Experimental design as variance control
Variability
Kerlinger (1986) conceptualized experimental design as variance control.
The previous lesson has pointed out that control is an indispensable
element of experiment. The aspect of variance is discussed here. First
of all, let's spend a few minutes to look at the concept "variance" or
"variability".
The purpose of research is to maximize variance explained and minimize error variance.
Using radio frequency as a metaphor to data, researchers want to filter
noise in order to get a clear signal. For example, F ratio in Analysis
of Variance (ANOVA) can be viewed as a ratio between signal and noise.
ANOVA is always used to compare several group means. Why isn't it
called Analysis of Mean instead of Analysis of Variance? It is because
the means are compared based upon variance. The F ratio in ANOVA is:
Variability between groups
| Variability within groups
|
For the simplicity of illustration, now let's use only two groups. Suppose in the 24thcentury
we want to find out whether Vulcans or humans are smarter, we can
sample many Vulcans and humans for testing their IQ. If the mean IQ of
Vulcans is 200 and that of humans is 100, but there is very little variability within each group, as indicated by two narrow curves in the following figure, then the mean difference between two groups sends a very clear signal that even the dumbest Vulcan has higher IQ than the smartest human.

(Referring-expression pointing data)
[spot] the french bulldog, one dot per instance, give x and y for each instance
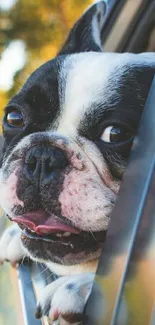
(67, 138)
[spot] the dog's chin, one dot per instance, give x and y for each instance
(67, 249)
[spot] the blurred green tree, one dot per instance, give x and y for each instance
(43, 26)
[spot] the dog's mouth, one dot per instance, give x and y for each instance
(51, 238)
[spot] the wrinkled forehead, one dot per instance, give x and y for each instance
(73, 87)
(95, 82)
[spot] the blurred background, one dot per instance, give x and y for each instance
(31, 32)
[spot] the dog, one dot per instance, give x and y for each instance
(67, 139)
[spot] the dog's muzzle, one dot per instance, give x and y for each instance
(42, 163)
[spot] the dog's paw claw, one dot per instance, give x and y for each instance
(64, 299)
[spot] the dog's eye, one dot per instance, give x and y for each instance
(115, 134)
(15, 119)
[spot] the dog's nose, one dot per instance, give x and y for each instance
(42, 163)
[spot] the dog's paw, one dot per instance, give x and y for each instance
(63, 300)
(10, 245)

* **Work to be completed**: Could you extend the passage on experimental design as variance control, starting right after its final sentence?

* **Answer space**:
But what if there exist a huge within group variability in both
distributions, as shown in the following figure? In this case, the
answer is not clear cut. Some Vulcans are more intelligent than humans
and vice versa. Thus, within group variability is noise that distorts
the signal. The means must be compared by considering both between
group variability and within group variability.
Variance control
Within-group variability could be caused by many things. It could be a
real inherent dispersion among different people's abilities. But it
could also be a result of poor research design and measurement error.
Well-design design should accomplish the following goals: maximize
experimental variance, control extraneous variance, and minimize error
variance. Put it in the context of ANOVA as illustrated in the
preceding example, the goals of experimental design are maximizing
between-group variability (signal) and minimizing within-group
variability (noise).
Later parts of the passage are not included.